Data entries =
=-=-=

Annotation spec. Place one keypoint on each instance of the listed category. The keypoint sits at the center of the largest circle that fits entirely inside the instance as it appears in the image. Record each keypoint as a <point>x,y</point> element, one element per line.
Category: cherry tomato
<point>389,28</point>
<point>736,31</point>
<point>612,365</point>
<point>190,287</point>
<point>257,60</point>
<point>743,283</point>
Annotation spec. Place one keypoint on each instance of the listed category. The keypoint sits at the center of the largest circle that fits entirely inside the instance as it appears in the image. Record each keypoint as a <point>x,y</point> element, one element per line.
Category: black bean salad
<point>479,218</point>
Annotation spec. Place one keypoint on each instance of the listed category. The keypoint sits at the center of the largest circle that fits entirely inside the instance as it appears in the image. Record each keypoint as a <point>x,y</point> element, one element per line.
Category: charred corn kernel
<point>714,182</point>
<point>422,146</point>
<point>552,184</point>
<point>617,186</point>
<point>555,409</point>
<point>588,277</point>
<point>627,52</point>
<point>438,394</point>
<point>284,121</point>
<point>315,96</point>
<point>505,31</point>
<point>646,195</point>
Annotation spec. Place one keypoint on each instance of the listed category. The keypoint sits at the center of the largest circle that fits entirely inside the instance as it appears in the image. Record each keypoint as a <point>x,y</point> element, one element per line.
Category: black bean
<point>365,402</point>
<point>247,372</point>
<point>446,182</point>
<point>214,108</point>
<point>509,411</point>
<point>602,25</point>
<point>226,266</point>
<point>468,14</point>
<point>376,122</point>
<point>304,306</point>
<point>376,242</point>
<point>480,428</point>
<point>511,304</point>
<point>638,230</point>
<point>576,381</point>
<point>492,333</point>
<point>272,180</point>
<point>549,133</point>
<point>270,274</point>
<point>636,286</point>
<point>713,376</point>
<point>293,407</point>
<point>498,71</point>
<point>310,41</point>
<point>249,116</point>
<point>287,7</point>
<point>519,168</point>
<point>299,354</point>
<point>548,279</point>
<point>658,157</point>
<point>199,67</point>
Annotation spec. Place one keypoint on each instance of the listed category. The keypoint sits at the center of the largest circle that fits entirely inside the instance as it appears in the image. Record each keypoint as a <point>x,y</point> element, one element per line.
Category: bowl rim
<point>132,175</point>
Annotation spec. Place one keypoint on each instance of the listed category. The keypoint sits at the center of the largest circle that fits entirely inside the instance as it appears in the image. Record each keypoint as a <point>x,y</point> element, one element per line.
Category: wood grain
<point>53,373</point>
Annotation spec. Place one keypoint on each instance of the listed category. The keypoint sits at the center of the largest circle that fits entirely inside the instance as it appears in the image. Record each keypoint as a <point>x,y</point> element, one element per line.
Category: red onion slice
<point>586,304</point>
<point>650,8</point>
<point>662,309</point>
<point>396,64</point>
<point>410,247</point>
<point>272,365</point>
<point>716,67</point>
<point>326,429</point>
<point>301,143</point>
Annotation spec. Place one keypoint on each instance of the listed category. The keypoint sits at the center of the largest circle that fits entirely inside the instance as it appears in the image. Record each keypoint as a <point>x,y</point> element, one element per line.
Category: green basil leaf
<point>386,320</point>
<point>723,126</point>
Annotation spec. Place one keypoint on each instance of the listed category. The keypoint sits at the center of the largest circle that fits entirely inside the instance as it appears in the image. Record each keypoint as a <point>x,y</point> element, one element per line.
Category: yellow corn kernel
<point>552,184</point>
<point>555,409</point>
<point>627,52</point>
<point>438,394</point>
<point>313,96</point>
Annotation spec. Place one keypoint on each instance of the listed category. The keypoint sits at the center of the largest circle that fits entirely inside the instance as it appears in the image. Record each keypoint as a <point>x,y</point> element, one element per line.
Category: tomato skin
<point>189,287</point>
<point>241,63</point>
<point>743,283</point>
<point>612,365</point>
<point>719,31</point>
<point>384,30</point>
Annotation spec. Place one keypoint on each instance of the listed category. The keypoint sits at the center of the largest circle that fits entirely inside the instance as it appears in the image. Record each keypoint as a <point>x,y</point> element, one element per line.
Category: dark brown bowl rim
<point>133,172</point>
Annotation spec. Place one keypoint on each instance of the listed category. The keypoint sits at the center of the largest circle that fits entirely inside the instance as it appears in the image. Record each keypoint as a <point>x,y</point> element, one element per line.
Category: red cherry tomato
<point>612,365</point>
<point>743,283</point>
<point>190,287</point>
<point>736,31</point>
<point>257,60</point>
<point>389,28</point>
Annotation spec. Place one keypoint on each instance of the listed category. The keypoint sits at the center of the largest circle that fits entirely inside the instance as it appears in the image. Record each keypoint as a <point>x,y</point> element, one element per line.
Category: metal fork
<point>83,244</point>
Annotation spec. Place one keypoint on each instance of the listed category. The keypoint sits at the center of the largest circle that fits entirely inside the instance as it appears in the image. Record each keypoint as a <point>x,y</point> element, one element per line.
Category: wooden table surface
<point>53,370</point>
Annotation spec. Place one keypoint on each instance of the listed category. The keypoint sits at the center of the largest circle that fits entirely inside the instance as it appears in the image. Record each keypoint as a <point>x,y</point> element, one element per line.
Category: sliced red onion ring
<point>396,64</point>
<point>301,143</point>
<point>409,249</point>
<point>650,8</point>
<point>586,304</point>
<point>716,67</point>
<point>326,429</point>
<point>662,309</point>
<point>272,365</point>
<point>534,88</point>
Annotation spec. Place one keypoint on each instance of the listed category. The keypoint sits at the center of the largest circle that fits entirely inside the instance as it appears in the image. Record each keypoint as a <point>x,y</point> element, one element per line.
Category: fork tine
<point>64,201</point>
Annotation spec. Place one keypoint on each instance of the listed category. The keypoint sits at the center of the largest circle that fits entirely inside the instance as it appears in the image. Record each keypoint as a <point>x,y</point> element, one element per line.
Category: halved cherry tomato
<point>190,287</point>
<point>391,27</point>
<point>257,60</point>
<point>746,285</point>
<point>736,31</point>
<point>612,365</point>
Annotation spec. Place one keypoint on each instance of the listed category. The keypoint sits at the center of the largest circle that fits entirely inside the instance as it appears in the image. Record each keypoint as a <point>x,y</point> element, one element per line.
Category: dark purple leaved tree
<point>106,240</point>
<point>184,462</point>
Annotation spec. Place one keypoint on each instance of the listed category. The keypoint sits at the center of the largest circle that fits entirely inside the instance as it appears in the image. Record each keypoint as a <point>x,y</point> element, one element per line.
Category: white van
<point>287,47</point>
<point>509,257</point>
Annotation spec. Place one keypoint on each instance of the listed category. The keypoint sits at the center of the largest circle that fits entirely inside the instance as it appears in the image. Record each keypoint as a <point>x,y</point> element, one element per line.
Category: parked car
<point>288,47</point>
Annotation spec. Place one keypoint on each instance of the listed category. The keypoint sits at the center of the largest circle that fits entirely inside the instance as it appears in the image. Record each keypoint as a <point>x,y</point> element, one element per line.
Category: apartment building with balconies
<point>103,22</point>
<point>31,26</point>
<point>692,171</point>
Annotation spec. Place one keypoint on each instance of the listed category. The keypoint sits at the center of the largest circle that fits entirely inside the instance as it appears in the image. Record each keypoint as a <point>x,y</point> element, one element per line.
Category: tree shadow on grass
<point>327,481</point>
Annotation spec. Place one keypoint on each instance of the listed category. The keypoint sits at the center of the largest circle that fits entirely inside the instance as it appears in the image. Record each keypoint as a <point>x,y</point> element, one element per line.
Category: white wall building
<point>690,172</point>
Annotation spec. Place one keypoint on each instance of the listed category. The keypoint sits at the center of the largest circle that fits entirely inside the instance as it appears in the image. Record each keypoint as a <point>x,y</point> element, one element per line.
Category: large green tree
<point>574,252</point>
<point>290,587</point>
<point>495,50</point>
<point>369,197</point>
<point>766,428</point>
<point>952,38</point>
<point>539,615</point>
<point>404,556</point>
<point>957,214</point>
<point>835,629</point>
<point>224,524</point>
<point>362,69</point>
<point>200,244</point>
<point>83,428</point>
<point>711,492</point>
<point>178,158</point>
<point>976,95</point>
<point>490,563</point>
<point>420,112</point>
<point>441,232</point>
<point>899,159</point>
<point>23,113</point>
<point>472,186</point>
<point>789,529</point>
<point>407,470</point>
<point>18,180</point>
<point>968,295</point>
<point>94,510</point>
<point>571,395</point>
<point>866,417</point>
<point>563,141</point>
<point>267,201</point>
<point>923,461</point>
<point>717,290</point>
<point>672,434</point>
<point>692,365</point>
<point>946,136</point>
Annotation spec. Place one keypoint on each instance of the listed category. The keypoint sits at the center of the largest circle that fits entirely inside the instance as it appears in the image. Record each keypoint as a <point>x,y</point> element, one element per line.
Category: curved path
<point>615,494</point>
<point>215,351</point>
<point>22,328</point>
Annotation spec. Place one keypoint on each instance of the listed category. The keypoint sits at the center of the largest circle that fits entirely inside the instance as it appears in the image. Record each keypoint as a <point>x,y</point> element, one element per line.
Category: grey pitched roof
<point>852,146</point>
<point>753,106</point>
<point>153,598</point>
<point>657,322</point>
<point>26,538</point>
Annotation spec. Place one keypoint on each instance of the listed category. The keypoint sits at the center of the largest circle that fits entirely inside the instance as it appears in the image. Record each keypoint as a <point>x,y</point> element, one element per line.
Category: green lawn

=-=-=

Work to do =
Recast the records above as a JSON list of strings, one string per line. Begin at the first line of the records, end with the line that contains "<point>646,195</point>" (both included), and leave out any blank lines.

Reply =
[
  "Annotation spec. Place one keypoint on each instance of the listed category. The keypoint sits at the center of the largest circle that fits entirely inside the instance as it appears in the image. Record each keypoint as a <point>x,y</point> element, one element per line.",
  "Category: cherry tomato",
  "<point>389,28</point>",
  "<point>736,31</point>",
  "<point>612,365</point>",
  "<point>190,287</point>",
  "<point>257,60</point>",
  "<point>743,283</point>",
  "Annotation spec. Place one keypoint on each instance of the listed category. The keypoint sits at the center of the largest circle that fits entirely inside the instance as it appears in the image. Record each keypoint as a <point>x,y</point> element, one element per line.",
  "Category: black bean salad",
  "<point>479,218</point>",
  "Annotation spec. Place one keypoint on each instance of the listed category. The keypoint sits at the center of the largest circle that fits entirely inside the instance as it appears in the image. Record each keypoint as a <point>x,y</point> element, one element per line.",
  "Category: charred corn kernel",
  "<point>714,182</point>",
  "<point>422,146</point>",
  "<point>552,184</point>",
  "<point>617,186</point>",
  "<point>555,409</point>",
  "<point>588,277</point>",
  "<point>627,52</point>",
  "<point>438,394</point>",
  "<point>284,121</point>",
  "<point>315,96</point>",
  "<point>505,31</point>",
  "<point>646,195</point>"
]